**ACTION ITEM**: Please give an exact printout of the records, without any pictures.

Records contained in a dataset
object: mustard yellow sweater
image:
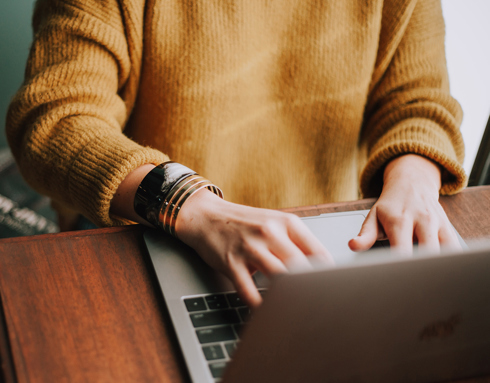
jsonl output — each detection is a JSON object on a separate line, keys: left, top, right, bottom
{"left": 7, "top": 0, "right": 466, "bottom": 227}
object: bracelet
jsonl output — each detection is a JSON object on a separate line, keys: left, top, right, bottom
{"left": 134, "top": 162, "right": 223, "bottom": 236}
{"left": 159, "top": 175, "right": 214, "bottom": 236}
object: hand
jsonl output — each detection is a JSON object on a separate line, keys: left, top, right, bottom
{"left": 349, "top": 154, "right": 461, "bottom": 254}
{"left": 175, "top": 189, "right": 333, "bottom": 308}
{"left": 110, "top": 164, "right": 332, "bottom": 308}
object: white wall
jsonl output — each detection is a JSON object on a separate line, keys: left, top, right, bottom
{"left": 442, "top": 0, "right": 490, "bottom": 175}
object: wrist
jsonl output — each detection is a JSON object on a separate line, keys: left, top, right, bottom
{"left": 111, "top": 164, "right": 156, "bottom": 225}
{"left": 174, "top": 188, "right": 225, "bottom": 242}
{"left": 383, "top": 154, "right": 442, "bottom": 193}
{"left": 133, "top": 162, "right": 223, "bottom": 236}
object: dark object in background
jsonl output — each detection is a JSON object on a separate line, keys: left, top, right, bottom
{"left": 0, "top": 148, "right": 58, "bottom": 238}
{"left": 469, "top": 113, "right": 490, "bottom": 186}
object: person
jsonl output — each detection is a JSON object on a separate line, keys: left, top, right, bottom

**TASK RESPONSE**:
object: mustard yellow sweater
image:
jsonl output — each detection is a JSON object on a separate line, keys: left, top, right, bottom
{"left": 7, "top": 0, "right": 466, "bottom": 227}
object: bracelet
jsonl output — each detection is a JSON object on a separate line, keys: left, top, right, bottom
{"left": 134, "top": 162, "right": 223, "bottom": 236}
{"left": 159, "top": 175, "right": 214, "bottom": 236}
object: hand
jsonl output — each detection is a JSON object on a separate line, keys: left, top, right, bottom
{"left": 349, "top": 154, "right": 461, "bottom": 254}
{"left": 175, "top": 189, "right": 333, "bottom": 308}
{"left": 110, "top": 164, "right": 332, "bottom": 308}
object: white wall
jsonl output — each detection is a JSON object on a separate line, keys: left, top, right, bottom
{"left": 442, "top": 0, "right": 490, "bottom": 175}
object: wrist
jsonl output — each detection is a JSON object on a separate line, keys: left, top, right, bottom
{"left": 111, "top": 164, "right": 156, "bottom": 225}
{"left": 174, "top": 188, "right": 225, "bottom": 242}
{"left": 383, "top": 154, "right": 442, "bottom": 193}
{"left": 133, "top": 162, "right": 223, "bottom": 236}
object: dark object in background
jsonl output — each detection is a JSON object on a separate line, keys: left, top, right, bottom
{"left": 0, "top": 148, "right": 58, "bottom": 238}
{"left": 469, "top": 113, "right": 490, "bottom": 186}
object: person
jsonl output — each detection is a JSON object on a separate line, keys: left, top, right, bottom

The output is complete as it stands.